→ PROVIDED DATA
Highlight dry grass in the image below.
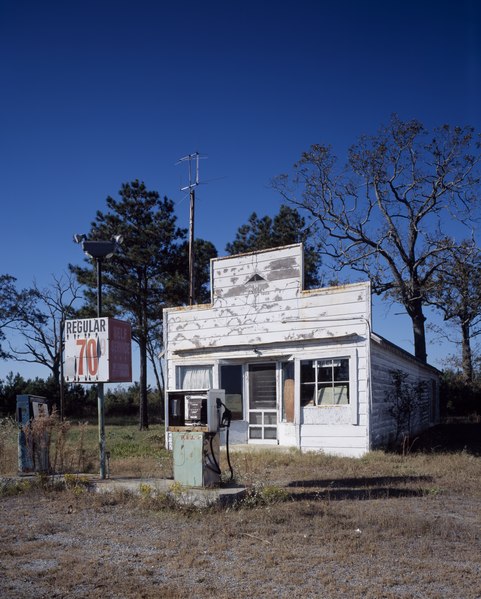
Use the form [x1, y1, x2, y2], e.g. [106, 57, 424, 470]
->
[1, 423, 481, 598]
[0, 419, 170, 478]
[0, 418, 18, 473]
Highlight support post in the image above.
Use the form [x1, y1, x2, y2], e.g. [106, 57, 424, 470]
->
[98, 382, 106, 479]
[96, 257, 106, 479]
[59, 318, 65, 421]
[97, 258, 102, 318]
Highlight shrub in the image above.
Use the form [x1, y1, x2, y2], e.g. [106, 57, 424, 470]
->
[385, 370, 426, 442]
[440, 370, 481, 418]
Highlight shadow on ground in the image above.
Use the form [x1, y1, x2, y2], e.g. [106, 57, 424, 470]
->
[287, 475, 433, 489]
[288, 487, 430, 501]
[283, 423, 480, 502]
[286, 475, 434, 501]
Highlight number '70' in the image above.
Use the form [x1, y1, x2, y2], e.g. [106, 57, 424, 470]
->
[76, 339, 99, 376]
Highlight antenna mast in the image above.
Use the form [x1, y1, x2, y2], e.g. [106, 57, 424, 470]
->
[178, 152, 204, 306]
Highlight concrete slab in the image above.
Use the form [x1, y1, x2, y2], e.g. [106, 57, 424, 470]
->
[91, 476, 246, 508]
[1, 474, 247, 508]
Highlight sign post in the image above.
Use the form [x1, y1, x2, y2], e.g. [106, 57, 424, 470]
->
[64, 317, 132, 478]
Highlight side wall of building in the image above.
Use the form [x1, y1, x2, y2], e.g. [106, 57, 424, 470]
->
[370, 337, 440, 448]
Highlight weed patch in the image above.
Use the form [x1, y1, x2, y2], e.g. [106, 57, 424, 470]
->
[0, 477, 32, 497]
[240, 483, 291, 508]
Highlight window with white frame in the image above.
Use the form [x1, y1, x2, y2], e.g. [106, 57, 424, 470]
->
[300, 358, 350, 406]
[176, 365, 213, 390]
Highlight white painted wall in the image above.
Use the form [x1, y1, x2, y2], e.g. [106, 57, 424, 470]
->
[165, 244, 372, 352]
[370, 335, 440, 448]
[164, 244, 375, 457]
[164, 244, 439, 457]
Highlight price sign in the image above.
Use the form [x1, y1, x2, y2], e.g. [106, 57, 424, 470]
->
[64, 318, 132, 383]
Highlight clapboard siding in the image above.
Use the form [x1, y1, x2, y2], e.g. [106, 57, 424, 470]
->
[300, 424, 369, 457]
[165, 243, 370, 354]
[168, 326, 364, 352]
[167, 291, 368, 323]
[166, 274, 371, 353]
[370, 337, 439, 448]
[212, 245, 302, 289]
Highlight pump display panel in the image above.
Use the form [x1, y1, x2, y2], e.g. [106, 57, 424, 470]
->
[166, 389, 225, 432]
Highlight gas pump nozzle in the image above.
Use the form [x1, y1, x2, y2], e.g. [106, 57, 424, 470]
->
[216, 396, 232, 429]
[215, 395, 234, 481]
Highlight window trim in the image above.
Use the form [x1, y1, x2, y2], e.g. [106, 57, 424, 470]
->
[297, 349, 358, 425]
[301, 357, 350, 407]
[300, 357, 351, 407]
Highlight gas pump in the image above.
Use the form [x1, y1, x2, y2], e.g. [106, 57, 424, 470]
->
[166, 389, 232, 487]
[16, 395, 50, 474]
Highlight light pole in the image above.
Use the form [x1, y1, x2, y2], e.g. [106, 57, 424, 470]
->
[73, 234, 122, 479]
[59, 315, 65, 421]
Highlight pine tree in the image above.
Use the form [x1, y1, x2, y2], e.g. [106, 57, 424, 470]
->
[225, 205, 321, 288]
[70, 180, 216, 429]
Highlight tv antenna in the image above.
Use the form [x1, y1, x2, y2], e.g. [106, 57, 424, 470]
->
[177, 152, 207, 306]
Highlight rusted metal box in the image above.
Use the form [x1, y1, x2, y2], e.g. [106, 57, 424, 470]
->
[172, 431, 220, 487]
[16, 395, 50, 474]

→ ABOUT THIS EXERCISE
A verbatim copy of all the records, minus the pictures, is the expected answer.

→ ANSWER BOX
Highlight dry grass in the image below.
Use the form [x1, y1, x2, y2], e.g. [106, 57, 424, 470]
->
[1, 423, 481, 598]
[0, 419, 170, 478]
[0, 418, 18, 473]
Highlight support post in the image above.
Use the form [x1, y1, x2, y2], e.g. [106, 57, 424, 470]
->
[98, 382, 106, 479]
[96, 257, 106, 479]
[59, 318, 65, 421]
[97, 258, 102, 318]
Highlight shrub in the image above.
Use the form [x1, y1, x2, y2], e.g. [106, 57, 424, 470]
->
[385, 370, 426, 442]
[440, 370, 481, 418]
Highlight shadow on ground in the image above.
Use the form [x1, y1, x2, y2], e.g. [106, 57, 424, 470]
->
[287, 475, 433, 489]
[288, 487, 430, 501]
[283, 423, 480, 502]
[286, 475, 434, 501]
Highlight number '70' in the image above.
Use the form [x1, y1, x2, y2], e.g. [106, 57, 424, 470]
->
[76, 339, 99, 376]
Highlight antenna mast in the image above.
Use the form [x1, y1, x2, y2], e.g. [106, 57, 424, 470]
->
[178, 152, 204, 306]
Highlight concrete slab in the image above.
Use the form [x1, y1, x2, y2], e.g. [106, 57, 424, 470]
->
[91, 476, 246, 508]
[1, 474, 247, 508]
Highlight sign post in the image above.
Use the form [x1, y1, x2, y2], e.g. [106, 57, 424, 470]
->
[64, 317, 132, 478]
Highlight side wall of building in the image above.
Use the form [x1, y1, x2, y2], e.g. [106, 57, 424, 470]
->
[370, 337, 440, 448]
Highlight weed patch in the image above.
Use the form [x1, y1, x2, y2], e.g. [106, 57, 424, 470]
->
[0, 477, 32, 497]
[240, 483, 291, 508]
Highlight window with white frame in the image above.
Use the form [x1, y1, x2, y2], e.g. [106, 57, 424, 470]
->
[300, 358, 350, 406]
[176, 365, 213, 390]
Highlight white painted wall in the image above.
Use the form [x1, y1, x2, y2], e.g. [106, 57, 424, 470]
->
[165, 244, 372, 352]
[370, 335, 440, 448]
[164, 244, 375, 457]
[164, 244, 439, 457]
Highlight price sign in the image above.
Use the form [x1, y1, x2, y2], e.g. [106, 57, 424, 470]
->
[64, 318, 132, 383]
Highlight clapboard siding in the image above.
Use the form [x1, y1, x2, y2], e.g. [106, 57, 424, 470]
->
[300, 424, 369, 457]
[165, 243, 370, 354]
[168, 326, 364, 352]
[167, 291, 368, 323]
[166, 274, 371, 353]
[370, 337, 439, 448]
[212, 245, 302, 289]
Highlight pump display panel in the image above.
Use the form [x1, y1, x2, y2], e.g. [106, 57, 424, 470]
->
[166, 389, 225, 432]
Highlight gas pump nozzle in the image above.
Use the form [x1, y1, x2, y2], e.g. [106, 57, 424, 470]
->
[216, 396, 232, 429]
[215, 395, 234, 481]
Highlight window trim in the image above.
Use the form [x1, y1, x2, y2], e.g. [106, 57, 424, 470]
->
[297, 349, 358, 425]
[301, 357, 350, 407]
[300, 357, 351, 407]
Highlight gas pump in the image above.
Use the form [x1, y1, x2, y2], e.g. [106, 57, 424, 470]
->
[166, 389, 232, 487]
[16, 395, 50, 474]
Highlight light pole in the image above.
Use the form [x1, y1, x2, y2], e.g. [106, 57, 424, 470]
->
[73, 234, 122, 479]
[59, 315, 65, 421]
Highlight pine tree in the image above.
Use the form [x1, y1, x2, y2], e.g. [106, 57, 424, 470]
->
[225, 205, 321, 288]
[70, 180, 216, 429]
Highlight tv antenna in the image above.
Use the form [x1, y1, x2, y2], e.g. [106, 57, 424, 470]
->
[177, 152, 207, 306]
Highlight rusted metal box in the image above.
Use the form [x1, y1, x2, y2], e.g. [106, 57, 424, 470]
->
[172, 431, 220, 487]
[16, 395, 50, 474]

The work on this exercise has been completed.